Copy the lines below word for word, keeping everything in them unchanged.

:::

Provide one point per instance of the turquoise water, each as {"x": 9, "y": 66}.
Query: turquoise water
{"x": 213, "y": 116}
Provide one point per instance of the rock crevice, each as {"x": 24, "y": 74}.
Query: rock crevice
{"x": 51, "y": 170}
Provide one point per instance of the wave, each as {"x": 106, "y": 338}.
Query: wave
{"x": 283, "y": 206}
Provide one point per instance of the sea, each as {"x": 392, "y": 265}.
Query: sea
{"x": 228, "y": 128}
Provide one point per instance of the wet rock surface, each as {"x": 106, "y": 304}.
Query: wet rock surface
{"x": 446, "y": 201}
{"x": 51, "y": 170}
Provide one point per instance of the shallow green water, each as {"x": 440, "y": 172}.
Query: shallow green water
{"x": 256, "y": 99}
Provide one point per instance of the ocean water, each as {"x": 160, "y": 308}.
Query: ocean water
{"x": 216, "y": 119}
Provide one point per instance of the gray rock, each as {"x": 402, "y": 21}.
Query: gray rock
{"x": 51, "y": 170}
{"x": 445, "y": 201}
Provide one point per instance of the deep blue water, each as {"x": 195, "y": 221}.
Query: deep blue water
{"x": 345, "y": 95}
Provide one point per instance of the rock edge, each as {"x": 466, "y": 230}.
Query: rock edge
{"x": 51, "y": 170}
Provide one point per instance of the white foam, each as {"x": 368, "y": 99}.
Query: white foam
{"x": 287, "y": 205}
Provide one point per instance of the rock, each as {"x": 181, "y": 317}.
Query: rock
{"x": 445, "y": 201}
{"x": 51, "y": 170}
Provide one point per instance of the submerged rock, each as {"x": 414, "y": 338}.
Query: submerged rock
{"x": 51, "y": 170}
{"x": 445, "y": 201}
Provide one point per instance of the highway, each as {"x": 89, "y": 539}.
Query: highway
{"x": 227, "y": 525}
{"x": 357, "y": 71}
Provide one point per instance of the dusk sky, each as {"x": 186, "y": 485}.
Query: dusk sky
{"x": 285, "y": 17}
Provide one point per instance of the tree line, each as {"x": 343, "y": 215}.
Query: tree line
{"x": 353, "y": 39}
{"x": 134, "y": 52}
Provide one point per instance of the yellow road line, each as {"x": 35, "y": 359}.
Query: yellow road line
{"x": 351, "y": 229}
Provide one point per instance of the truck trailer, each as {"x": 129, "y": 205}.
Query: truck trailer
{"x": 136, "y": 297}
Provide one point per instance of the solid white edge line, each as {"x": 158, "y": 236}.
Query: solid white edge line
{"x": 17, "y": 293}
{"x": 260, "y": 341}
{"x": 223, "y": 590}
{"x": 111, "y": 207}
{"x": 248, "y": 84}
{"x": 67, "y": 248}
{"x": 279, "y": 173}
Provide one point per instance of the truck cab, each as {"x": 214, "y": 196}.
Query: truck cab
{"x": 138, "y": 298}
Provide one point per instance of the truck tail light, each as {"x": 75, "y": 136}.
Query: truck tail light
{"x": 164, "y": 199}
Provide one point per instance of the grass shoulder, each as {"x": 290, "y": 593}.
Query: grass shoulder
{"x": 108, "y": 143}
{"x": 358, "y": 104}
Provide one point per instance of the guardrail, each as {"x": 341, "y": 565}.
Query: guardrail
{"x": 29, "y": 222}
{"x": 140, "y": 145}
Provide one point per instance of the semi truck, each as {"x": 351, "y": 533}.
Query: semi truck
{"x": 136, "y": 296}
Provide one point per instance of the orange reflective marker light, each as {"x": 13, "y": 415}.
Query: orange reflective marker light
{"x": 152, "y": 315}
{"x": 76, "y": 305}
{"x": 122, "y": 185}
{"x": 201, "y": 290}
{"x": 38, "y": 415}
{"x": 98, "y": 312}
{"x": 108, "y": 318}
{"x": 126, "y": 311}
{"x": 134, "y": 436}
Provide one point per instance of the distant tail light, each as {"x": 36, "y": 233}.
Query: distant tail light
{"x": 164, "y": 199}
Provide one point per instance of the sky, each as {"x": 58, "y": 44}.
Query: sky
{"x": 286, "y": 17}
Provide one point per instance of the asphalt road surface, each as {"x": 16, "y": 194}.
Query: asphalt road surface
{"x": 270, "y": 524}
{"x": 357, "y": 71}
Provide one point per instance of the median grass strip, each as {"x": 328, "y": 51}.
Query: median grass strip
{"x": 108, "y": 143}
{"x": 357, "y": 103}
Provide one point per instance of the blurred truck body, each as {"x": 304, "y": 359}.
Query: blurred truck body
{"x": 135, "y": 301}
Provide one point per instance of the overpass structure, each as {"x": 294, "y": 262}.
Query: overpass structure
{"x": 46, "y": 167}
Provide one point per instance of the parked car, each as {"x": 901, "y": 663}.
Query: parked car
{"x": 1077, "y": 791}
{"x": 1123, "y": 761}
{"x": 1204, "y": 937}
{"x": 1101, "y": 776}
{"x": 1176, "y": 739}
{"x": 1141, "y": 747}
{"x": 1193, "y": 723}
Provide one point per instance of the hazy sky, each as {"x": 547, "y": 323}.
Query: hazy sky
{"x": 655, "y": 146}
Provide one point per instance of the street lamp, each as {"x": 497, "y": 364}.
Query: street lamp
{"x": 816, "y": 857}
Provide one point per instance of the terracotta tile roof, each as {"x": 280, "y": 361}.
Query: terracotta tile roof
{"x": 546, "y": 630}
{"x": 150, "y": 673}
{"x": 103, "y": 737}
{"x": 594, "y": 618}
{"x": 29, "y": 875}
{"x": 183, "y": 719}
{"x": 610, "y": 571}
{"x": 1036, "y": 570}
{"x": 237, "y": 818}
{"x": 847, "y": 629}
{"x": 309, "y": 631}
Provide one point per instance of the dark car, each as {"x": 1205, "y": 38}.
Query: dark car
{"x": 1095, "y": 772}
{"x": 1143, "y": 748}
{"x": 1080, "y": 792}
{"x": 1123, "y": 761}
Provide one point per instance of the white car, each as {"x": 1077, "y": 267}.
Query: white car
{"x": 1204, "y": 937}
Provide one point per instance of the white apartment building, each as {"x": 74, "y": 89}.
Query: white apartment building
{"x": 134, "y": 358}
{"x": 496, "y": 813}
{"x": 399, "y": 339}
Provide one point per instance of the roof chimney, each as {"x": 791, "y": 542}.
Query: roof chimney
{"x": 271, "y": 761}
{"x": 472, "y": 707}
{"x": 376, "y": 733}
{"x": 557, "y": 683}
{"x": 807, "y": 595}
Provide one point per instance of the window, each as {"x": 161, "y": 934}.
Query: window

:::

Expected output →
Provide one point per instance of the turquoise water, each as {"x": 9, "y": 66}.
Query: turquoise water
{"x": 213, "y": 116}
Provide one point per instance of the rock crevice, each as {"x": 24, "y": 74}.
Query: rock crevice
{"x": 51, "y": 170}
Provide one point per instance of the wave, each as {"x": 106, "y": 338}.
Query: wave
{"x": 283, "y": 206}
Provide one point per instance of the sea, each as {"x": 392, "y": 265}.
Query: sea
{"x": 228, "y": 128}
Provide one point per instance of the wet rock surface, each as {"x": 106, "y": 304}.
Query: wet rock surface
{"x": 446, "y": 201}
{"x": 51, "y": 170}
Provide one point per instance of the shallow green water, each as {"x": 440, "y": 172}.
Query: shallow green water
{"x": 256, "y": 99}
Provide one point per instance of the ocean water, each as {"x": 160, "y": 308}.
Query: ocean water
{"x": 216, "y": 119}
Provide one point per instance of the gray rock, each as {"x": 402, "y": 21}.
Query: gray rock
{"x": 51, "y": 170}
{"x": 445, "y": 201}
Provide one point per instance of the deep blue water, each as {"x": 195, "y": 221}.
Query: deep blue water
{"x": 345, "y": 95}
Provide one point per instance of the rock edge, each as {"x": 466, "y": 230}.
Query: rock edge
{"x": 51, "y": 170}
Provide one point per instance of the white foam, each as {"x": 368, "y": 99}.
Query: white foam
{"x": 287, "y": 205}
Provide one point per instance of the rock, each as {"x": 181, "y": 317}.
Query: rock
{"x": 445, "y": 201}
{"x": 51, "y": 170}
Provide one point per instance of the submerged rock, each as {"x": 414, "y": 338}.
Query: submerged rock
{"x": 51, "y": 170}
{"x": 445, "y": 201}
Provide one point per instance of the highway, each as {"x": 89, "y": 539}.
Query: highway
{"x": 227, "y": 525}
{"x": 357, "y": 71}
Provide one point per instance of the dusk sky, each as {"x": 186, "y": 485}.
Query: dusk sky
{"x": 285, "y": 17}
Provide one point per instance of the tree line, each as {"x": 343, "y": 215}.
Query: tree line
{"x": 353, "y": 39}
{"x": 134, "y": 52}
Provide one point per instance of the yellow road line, each as {"x": 35, "y": 359}.
Query: yellow road line
{"x": 351, "y": 229}
Provide one point per instance of the truck trailer, each as {"x": 129, "y": 205}.
Query: truck trailer
{"x": 136, "y": 297}
Provide one point per instance of the solid white edge line, each as {"x": 158, "y": 236}.
Query: solid white edge line
{"x": 17, "y": 293}
{"x": 260, "y": 341}
{"x": 223, "y": 590}
{"x": 111, "y": 207}
{"x": 248, "y": 84}
{"x": 67, "y": 248}
{"x": 279, "y": 173}
Provide one point per instance of the truck cab, each as {"x": 214, "y": 196}.
Query: truck cab
{"x": 138, "y": 298}
Provide one point per instance of the truck tail light, each as {"x": 75, "y": 136}.
Query: truck tail light
{"x": 164, "y": 199}
Provide one point per instance of the grass shoulder, each as {"x": 290, "y": 593}.
Query: grass shoulder
{"x": 108, "y": 143}
{"x": 358, "y": 104}
Provide one point per instance of the guardrail, each as {"x": 341, "y": 565}.
Query: guardrail
{"x": 29, "y": 222}
{"x": 140, "y": 145}
Provide one point per instance of the semi truck, each as {"x": 351, "y": 533}.
Query: semi truck
{"x": 136, "y": 296}
Provide one point per instance of the orange reflective marker light, each as {"x": 13, "y": 415}.
Query: orange reflective marker light
{"x": 152, "y": 315}
{"x": 76, "y": 305}
{"x": 122, "y": 185}
{"x": 201, "y": 290}
{"x": 38, "y": 415}
{"x": 98, "y": 312}
{"x": 108, "y": 318}
{"x": 126, "y": 311}
{"x": 134, "y": 436}
Provide one point per instance of the distant tail light, each as {"x": 36, "y": 233}.
Query: distant tail light
{"x": 164, "y": 199}
Provide one point per instance of the sky, each as {"x": 58, "y": 44}.
Query: sky
{"x": 286, "y": 17}
Provide one point per instance of the asphalt road surface, each as {"x": 16, "y": 194}.
Query: asphalt road surface
{"x": 270, "y": 524}
{"x": 357, "y": 71}
Provide one point per instance of the median grass strip, each as {"x": 328, "y": 51}.
Query: median grass strip
{"x": 108, "y": 143}
{"x": 357, "y": 103}
Provide one point per instance of the blurred truck body, each as {"x": 304, "y": 359}.
Query: blurred truck body
{"x": 135, "y": 301}
Provide one point per instance of the overpass structure, each as {"x": 294, "y": 262}.
Query: overpass structure
{"x": 46, "y": 167}
Provide one point per instance of the parked car, each as {"x": 901, "y": 663}.
Query: parked car
{"x": 1077, "y": 791}
{"x": 1123, "y": 761}
{"x": 1204, "y": 937}
{"x": 1101, "y": 776}
{"x": 1176, "y": 739}
{"x": 1141, "y": 747}
{"x": 1193, "y": 723}
Provide one point per instance of the hazy sky, each as {"x": 547, "y": 323}.
Query: hazy sky
{"x": 655, "y": 146}
Provide one point per instance of the street lamp, each as {"x": 497, "y": 364}.
Query: street lamp
{"x": 816, "y": 857}
Provide one point per instance of the terracotta tile roof, each as {"x": 280, "y": 361}.
Query: terracotta tile roof
{"x": 546, "y": 630}
{"x": 150, "y": 673}
{"x": 103, "y": 737}
{"x": 594, "y": 618}
{"x": 29, "y": 875}
{"x": 183, "y": 719}
{"x": 610, "y": 571}
{"x": 1036, "y": 570}
{"x": 237, "y": 818}
{"x": 847, "y": 629}
{"x": 309, "y": 631}
Provide one point per instance of the dark car, each as {"x": 1205, "y": 38}.
Query: dark car
{"x": 1095, "y": 772}
{"x": 1143, "y": 748}
{"x": 1080, "y": 792}
{"x": 1123, "y": 761}
Provide one point per instance of the white car, each as {"x": 1077, "y": 267}.
Query: white car
{"x": 1204, "y": 937}
Provide one point per instance of the white apartment building, each as {"x": 74, "y": 89}.
Query: white apartment building
{"x": 134, "y": 358}
{"x": 496, "y": 813}
{"x": 399, "y": 339}
Provide one point per instance of the roof chimney, each as {"x": 791, "y": 542}.
Query: roof chimney
{"x": 271, "y": 761}
{"x": 472, "y": 707}
{"x": 376, "y": 733}
{"x": 557, "y": 683}
{"x": 807, "y": 595}
Provide one point per instance of the window, each as {"x": 161, "y": 934}.
Query: window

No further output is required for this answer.